● **Requirement**:
Rewrite the Dianchi Basin passage between "3.2.3. Ecological Risk" and "and higher (0.1246~1).", inclusive, changing "blocks" to "units".

● **Given passage**:
+-------+

Therefore, the model was chosen to simulate land use in the Dianchi Basin for the year 2030. To validate the model’s accuracy, the CARS module was employed to predict the 2020 land use, utilizing land use data from 2000 and 2010 as the baseline. The predicted results were compared with the actual 2020 land use pattern for accuracy assessment. It revealed an overall accuracy of 0.8109 and a Figure of Merit (FoM) of 4.4336, demonstrating high predictive performance. The main steps of the operation were as follows: Firstly, data were selected as the driving factors. Secondly, the extracted ecological defense zone was restricted from land type conversion. Lastly, the probability of conversion of land use types was adjusted several times to select the most appropriate probability for setting up the NS, ES, and PS to simulate the land use for 2030.

3.2.3. Ecological Risk Evaluation

Based on relevant studies and considering the actual situation of the study area, it was finally divided into 2373 blocks with a grid size of 1.2 km × 1.2 km. Afterward, the landscape disturbance index ( E i ), landscape vulnerability index ( Q i ), and landscape loss index ( R i ) were selected to construct the ecological risk value. Specific formulas can be found in the literature [41,42,43]. Taking 2000 as the baseline, the values were classified into five grades using the natural breaks method: lower (0~0.0582), low (0.0582~0.0717), medium (0.0717~0.0905), high (0.0905~0.1246), and higher (0.1246~1).

4. Results

4.1. Extraction of Restricted Conversion Areas in Dianchi Basin

4.1.1. Spatial Patterns of EFI and ESE

To safeguard the integrity and sustainability of the ecosystem, the distribution pattern of EFI and ESE was identified (Figure 2). The distribution pattern is as follows: medium-importance areas for water source protection are distributed in lakes and reservoirs with sufficient water sources; highly important areas are distributed in some grassland areas in the northern part of the Dianchi basin; medium-importance areas are centrally distributed near construction sites; and important and general areas are distributed in a staggered pattern throughout the entire basin. The distribution of extremely important and highly important areas for soil and water conservation is highly consistent, mainly concentrated in high-altitude areas with high vegetation cover. Important areas surround the generally important areas, which are mainly distributed in areas with low altitude and gentle terrain. The extremely important, highly important, and medium-importance areas for biodiversity are concentrated in the northern part of the Dianchi basin, with sporadic medium-importance areas distributed around the basin. Important areas are distributed in a belt-like pattern around the medium and lower parts of the basin. Generally important areas are mainly located around the Dianchi basin and in the northern part of the area with concentrated construction, which is a region with frequent human activities and a low degree of vegetation cover, posing a certain threat to biodiversity.
The ESE pattern of the Dianchi basin is as follows: the extremely important areas for soil and water erosion are distributed in the upper and middle parts of the basin; the highly important areas are distributed around the extremely important areas; the moderately important areas, characterized as transition zones, are distributed between the highly important areas and the important areas; and the generally important areas are located in the waters of lakes and reservoirs. The extremely important areas for rocky desertification are scattered throughout the basin in small patches; the highly important areas are sporadically distributed within the moderately important areas; the important areas are distributed in a continuous pattern throughout the entire basin; and the generally important areas are predominantly situated around the lakes and in the surroundings of the basin. Overall, the pattern in the Dianchi basin shows obvious spatial differences, and the superposition of extremely important areas can effectively identify the key ecological zone in the Dianchi basin.

+-------+

Bounding-box listing:

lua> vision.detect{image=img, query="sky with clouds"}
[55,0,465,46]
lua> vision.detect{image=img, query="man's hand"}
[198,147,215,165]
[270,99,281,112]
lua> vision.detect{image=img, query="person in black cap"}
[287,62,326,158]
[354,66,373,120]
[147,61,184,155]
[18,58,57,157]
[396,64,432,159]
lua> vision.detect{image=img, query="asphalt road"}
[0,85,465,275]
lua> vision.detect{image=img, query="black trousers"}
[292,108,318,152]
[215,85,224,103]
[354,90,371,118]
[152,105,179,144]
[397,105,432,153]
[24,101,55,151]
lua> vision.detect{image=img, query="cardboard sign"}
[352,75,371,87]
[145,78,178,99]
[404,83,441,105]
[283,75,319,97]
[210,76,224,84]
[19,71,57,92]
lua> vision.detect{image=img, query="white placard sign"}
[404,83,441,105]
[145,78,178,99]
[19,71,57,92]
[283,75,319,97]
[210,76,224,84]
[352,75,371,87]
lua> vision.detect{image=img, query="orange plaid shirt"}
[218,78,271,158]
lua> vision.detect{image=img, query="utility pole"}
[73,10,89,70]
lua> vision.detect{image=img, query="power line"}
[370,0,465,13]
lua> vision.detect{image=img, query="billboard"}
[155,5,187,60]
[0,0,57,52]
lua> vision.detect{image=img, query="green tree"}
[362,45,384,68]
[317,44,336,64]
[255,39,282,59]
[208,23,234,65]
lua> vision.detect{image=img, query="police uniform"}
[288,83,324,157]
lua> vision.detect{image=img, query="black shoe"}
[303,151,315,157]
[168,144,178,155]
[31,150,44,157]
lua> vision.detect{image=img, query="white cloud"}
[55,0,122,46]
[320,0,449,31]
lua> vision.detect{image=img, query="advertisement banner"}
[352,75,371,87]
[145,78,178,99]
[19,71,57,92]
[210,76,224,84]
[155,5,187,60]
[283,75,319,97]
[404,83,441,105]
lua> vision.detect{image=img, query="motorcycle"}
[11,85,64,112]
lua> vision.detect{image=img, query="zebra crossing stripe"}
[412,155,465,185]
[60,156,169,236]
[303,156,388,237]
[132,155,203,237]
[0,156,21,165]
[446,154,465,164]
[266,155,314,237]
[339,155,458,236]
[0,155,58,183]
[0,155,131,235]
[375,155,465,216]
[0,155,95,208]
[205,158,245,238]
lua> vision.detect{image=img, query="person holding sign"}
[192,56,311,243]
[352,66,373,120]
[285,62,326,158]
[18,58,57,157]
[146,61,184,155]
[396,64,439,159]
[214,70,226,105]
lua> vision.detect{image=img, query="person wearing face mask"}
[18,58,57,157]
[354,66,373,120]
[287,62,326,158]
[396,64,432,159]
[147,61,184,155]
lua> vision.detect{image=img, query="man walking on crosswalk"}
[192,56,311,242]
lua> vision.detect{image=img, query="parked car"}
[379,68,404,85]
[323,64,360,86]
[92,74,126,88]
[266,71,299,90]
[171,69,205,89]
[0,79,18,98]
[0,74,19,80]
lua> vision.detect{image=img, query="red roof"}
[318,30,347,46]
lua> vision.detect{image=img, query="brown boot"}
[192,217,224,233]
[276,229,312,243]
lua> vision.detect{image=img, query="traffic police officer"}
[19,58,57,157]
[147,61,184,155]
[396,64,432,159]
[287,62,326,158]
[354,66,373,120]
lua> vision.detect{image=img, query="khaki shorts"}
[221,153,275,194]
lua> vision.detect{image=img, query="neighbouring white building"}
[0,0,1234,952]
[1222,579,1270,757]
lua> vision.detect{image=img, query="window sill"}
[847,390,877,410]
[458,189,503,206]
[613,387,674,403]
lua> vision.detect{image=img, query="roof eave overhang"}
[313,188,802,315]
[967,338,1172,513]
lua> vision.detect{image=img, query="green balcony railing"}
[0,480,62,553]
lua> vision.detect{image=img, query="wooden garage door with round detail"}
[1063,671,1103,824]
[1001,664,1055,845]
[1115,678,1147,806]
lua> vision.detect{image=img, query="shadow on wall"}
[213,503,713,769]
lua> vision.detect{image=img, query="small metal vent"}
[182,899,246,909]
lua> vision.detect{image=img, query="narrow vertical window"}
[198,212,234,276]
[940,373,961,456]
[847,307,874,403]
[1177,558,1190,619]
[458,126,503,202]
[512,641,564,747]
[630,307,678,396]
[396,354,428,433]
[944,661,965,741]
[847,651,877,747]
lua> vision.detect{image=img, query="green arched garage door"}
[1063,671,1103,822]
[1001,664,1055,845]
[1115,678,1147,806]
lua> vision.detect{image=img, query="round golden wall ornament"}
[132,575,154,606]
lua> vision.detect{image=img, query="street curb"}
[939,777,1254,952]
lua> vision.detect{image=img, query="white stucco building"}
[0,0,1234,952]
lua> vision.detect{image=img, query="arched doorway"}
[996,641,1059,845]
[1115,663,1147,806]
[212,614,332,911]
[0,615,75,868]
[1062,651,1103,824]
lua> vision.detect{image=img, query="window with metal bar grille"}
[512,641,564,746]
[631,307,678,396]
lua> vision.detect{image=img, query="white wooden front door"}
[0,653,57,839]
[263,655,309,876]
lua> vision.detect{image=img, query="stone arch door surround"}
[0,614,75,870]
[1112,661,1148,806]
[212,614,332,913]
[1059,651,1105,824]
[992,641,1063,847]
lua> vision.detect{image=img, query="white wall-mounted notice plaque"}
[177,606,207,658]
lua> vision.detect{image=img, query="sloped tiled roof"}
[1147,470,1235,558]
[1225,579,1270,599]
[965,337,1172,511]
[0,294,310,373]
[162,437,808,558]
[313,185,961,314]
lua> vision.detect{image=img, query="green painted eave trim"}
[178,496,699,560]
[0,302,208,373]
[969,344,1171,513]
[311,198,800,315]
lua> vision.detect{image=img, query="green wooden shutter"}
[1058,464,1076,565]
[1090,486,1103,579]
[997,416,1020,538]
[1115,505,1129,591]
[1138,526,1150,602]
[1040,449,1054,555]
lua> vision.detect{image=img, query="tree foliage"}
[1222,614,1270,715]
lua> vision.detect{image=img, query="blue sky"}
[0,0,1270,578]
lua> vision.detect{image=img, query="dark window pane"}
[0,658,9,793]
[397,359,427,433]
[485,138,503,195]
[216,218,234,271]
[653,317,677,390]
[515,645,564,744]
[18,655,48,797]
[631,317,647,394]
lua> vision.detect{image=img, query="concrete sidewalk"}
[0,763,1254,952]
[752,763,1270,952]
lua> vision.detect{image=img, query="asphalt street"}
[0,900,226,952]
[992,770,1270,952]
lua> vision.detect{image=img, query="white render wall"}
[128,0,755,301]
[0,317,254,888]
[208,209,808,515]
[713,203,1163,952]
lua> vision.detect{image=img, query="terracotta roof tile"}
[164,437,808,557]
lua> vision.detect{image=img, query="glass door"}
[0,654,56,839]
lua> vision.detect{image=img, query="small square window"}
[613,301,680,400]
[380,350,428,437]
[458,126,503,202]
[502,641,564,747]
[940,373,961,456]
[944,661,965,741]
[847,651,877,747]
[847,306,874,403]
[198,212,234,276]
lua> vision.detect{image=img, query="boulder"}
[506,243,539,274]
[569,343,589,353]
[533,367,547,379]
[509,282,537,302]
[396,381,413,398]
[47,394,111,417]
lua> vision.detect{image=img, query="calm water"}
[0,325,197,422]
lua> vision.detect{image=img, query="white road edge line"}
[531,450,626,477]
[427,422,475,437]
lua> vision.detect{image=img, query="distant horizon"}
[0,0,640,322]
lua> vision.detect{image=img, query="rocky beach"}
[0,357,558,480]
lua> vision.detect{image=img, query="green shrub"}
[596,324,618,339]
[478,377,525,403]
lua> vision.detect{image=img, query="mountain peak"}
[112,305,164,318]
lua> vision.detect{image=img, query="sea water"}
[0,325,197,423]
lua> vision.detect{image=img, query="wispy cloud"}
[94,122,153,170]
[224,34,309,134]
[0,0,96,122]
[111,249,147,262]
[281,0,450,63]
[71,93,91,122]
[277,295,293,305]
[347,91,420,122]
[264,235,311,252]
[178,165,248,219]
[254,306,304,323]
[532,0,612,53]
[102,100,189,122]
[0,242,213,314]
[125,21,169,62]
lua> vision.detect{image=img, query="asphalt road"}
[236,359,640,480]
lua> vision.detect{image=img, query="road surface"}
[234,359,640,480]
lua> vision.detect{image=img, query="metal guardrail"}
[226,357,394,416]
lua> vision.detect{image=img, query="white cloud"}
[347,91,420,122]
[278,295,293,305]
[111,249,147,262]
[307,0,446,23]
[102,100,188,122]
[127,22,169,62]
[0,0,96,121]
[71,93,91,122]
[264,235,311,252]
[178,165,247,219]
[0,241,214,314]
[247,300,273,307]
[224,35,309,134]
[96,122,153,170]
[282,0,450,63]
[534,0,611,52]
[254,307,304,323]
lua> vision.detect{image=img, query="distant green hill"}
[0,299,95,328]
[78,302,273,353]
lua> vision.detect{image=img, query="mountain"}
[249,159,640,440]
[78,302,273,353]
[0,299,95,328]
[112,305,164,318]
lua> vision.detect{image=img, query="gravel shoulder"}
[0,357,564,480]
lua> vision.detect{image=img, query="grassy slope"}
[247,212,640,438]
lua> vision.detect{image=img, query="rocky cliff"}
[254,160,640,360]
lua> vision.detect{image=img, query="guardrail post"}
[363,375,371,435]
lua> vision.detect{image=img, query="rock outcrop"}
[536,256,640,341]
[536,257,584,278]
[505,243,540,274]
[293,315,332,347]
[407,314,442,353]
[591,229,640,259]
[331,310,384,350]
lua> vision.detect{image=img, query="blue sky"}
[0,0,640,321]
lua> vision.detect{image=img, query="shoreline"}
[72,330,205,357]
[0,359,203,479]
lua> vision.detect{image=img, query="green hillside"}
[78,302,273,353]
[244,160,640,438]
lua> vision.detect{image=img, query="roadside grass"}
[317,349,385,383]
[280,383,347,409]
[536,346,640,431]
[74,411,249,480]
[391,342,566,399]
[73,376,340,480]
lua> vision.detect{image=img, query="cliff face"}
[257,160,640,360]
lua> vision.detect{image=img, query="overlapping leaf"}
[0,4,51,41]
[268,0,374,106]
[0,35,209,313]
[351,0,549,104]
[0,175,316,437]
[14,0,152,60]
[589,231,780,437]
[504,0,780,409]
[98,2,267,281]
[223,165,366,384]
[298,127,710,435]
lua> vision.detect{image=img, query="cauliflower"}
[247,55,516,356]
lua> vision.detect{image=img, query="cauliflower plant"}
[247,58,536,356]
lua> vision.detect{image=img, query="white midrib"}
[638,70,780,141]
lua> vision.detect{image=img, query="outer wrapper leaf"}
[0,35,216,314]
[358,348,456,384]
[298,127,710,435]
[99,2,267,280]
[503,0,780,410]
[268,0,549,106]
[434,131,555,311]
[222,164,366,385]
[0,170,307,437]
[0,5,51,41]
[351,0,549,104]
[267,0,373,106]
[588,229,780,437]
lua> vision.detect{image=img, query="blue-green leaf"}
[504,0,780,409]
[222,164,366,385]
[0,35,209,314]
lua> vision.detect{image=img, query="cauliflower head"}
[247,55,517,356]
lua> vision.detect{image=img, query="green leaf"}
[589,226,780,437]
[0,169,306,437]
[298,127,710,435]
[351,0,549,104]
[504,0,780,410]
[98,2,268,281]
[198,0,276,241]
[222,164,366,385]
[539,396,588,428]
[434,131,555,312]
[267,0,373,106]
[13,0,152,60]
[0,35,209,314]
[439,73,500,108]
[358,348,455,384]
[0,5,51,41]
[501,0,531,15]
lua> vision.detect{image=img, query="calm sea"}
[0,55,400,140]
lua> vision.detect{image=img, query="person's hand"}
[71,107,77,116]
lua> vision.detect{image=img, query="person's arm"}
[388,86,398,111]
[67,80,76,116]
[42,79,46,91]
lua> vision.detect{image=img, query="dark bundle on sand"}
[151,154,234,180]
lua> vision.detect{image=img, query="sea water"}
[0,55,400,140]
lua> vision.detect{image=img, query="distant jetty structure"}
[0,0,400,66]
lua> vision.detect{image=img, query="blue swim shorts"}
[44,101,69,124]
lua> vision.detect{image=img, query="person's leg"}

+-------+

● **Correct response**:
3.2.3. Ecological Risk Evaluation

Based on relevant studies and considering the actual situation of the study area, it was finally divided into 2373 units with a grid size of 1.2 km × 1.2 km. Afterward, the landscape disturbance index ( E i ), landscape vulnerability index ( Q i ), and landscape loss index ( R i ) were selected to construct the ecological risk value. Specific formulas can be found in the literature [41,42,43]. Taking 2000 as the baseline, the values were classified into five grades using the natural breaks method: lower (0~0.0582), low (0.0582~0.0717), medium (0.0717~0.0905), high (0.0905~0.1246), and higher (0.1246~1).